--- Provided entries ---

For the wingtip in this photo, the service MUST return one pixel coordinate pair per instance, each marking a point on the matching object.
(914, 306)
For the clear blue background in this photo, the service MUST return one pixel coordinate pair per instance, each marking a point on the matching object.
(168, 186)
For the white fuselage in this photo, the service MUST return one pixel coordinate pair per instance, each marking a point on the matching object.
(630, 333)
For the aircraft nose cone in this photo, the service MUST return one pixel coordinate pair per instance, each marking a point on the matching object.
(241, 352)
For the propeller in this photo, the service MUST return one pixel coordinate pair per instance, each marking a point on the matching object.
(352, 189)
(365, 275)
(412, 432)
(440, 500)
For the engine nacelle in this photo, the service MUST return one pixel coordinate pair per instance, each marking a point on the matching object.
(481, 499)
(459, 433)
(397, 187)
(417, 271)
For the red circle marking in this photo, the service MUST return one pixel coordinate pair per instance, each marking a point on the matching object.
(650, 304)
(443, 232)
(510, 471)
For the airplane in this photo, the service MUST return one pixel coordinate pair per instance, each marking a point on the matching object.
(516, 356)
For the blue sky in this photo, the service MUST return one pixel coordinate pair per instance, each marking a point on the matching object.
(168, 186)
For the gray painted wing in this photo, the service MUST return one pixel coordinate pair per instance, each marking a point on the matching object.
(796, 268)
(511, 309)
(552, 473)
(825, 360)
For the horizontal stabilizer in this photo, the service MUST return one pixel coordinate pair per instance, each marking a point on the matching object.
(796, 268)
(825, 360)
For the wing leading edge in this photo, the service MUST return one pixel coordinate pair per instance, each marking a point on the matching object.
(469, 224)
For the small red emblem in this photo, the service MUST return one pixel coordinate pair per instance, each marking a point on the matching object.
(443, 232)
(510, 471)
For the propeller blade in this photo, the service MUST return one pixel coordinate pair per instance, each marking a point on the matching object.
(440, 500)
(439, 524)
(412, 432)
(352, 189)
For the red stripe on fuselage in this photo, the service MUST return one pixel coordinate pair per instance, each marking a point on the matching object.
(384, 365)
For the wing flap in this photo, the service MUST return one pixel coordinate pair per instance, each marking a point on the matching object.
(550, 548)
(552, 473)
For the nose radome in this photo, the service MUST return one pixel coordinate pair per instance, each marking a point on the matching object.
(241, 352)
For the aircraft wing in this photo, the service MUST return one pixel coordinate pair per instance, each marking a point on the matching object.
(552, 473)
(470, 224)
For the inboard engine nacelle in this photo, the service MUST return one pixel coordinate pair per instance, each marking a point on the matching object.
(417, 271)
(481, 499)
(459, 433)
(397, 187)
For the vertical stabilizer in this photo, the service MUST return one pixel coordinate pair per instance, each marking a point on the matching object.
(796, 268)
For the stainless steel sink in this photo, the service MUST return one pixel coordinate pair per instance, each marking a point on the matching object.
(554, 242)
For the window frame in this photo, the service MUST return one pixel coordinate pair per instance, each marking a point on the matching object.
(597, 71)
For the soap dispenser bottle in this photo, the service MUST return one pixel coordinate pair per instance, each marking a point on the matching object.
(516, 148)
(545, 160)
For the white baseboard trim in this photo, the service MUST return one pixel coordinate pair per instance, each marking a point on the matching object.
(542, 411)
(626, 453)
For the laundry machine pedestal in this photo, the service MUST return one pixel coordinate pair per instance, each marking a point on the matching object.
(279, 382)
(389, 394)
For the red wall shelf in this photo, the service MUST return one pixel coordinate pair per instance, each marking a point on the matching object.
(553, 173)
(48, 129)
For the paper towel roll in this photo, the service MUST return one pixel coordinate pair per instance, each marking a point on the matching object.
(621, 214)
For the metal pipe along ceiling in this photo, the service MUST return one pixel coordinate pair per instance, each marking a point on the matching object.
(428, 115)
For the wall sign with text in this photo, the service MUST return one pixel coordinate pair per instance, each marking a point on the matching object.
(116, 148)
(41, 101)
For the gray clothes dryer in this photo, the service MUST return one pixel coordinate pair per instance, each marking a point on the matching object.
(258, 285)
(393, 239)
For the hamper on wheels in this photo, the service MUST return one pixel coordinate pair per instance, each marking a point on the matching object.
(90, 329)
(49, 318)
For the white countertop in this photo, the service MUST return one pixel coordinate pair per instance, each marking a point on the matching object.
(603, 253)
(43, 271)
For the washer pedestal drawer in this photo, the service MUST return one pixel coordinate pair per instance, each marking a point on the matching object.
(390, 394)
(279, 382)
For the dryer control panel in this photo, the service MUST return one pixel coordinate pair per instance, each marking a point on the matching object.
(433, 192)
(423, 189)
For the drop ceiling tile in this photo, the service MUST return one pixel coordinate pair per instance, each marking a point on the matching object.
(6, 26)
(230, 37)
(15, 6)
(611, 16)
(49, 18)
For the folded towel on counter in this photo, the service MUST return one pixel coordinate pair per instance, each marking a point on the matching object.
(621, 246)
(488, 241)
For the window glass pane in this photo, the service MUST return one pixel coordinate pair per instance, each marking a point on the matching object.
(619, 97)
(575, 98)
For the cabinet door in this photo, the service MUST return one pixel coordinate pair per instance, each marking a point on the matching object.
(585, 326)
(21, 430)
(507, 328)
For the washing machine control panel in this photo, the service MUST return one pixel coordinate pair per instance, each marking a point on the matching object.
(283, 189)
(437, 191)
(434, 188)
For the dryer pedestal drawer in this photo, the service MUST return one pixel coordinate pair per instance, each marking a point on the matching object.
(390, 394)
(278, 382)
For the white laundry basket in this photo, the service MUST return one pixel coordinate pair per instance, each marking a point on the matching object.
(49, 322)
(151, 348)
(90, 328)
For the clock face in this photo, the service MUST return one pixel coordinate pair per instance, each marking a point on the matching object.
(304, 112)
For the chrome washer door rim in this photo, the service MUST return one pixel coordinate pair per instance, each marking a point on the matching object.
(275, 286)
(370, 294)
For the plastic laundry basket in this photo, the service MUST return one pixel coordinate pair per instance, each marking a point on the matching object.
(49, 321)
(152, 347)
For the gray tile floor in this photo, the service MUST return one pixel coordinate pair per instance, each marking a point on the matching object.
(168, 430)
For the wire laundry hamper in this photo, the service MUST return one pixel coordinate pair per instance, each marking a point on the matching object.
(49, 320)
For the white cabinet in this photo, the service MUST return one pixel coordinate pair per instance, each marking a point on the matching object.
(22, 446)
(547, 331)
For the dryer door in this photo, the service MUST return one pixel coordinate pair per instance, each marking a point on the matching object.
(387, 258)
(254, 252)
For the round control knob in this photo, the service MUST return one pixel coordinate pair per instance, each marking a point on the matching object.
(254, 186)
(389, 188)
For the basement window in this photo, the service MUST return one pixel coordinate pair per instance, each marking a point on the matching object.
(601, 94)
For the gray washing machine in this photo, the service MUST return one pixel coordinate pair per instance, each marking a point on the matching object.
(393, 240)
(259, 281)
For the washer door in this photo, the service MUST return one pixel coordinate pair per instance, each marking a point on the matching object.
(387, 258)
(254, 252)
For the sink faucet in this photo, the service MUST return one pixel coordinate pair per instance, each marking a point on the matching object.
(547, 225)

---

**What the task asks:** From the "For the gray tile" line to the close of the listing, restate each line word for word.

**Solved exercise:**
For the gray tile floor in this photo, the service MUST return one pixel coordinate pair per instance, each marking a point on the matching object.
(168, 430)
For the wire laundry hamper in this photo, the service MUST return one pixel coordinate pair per instance, each marking a point on the matching object.
(49, 320)
For the white cabinet in this photo, the service MUST return one pixel coordinate pair per instance, each marking a point on the matching object.
(22, 446)
(547, 331)
For the dryer door in this photo, the service MUST return one pixel coordinate pair per instance, each marking a point on the matching object.
(387, 258)
(254, 252)
For the round control knob in this photo, the service MUST return one pixel coordinate pair per instance, each marking a point on the matching object.
(254, 186)
(389, 188)
For the basement window in this photo, the service MUST return one pixel coordinate pair per instance, each marking a point on the matching object.
(601, 94)
For the gray washing machine in this photo, the service MUST return one pixel coordinate pair per instance, each marking a point on the matching object.
(393, 240)
(259, 281)
For the washer door in this photo, the service MUST return one pixel coordinate pair per instance, each marking a point on the matching object.
(387, 258)
(254, 252)
For the sink faucet in this photo, the service MUST return one pixel coordinate pair per instance, each marking a point on the matching object.
(547, 225)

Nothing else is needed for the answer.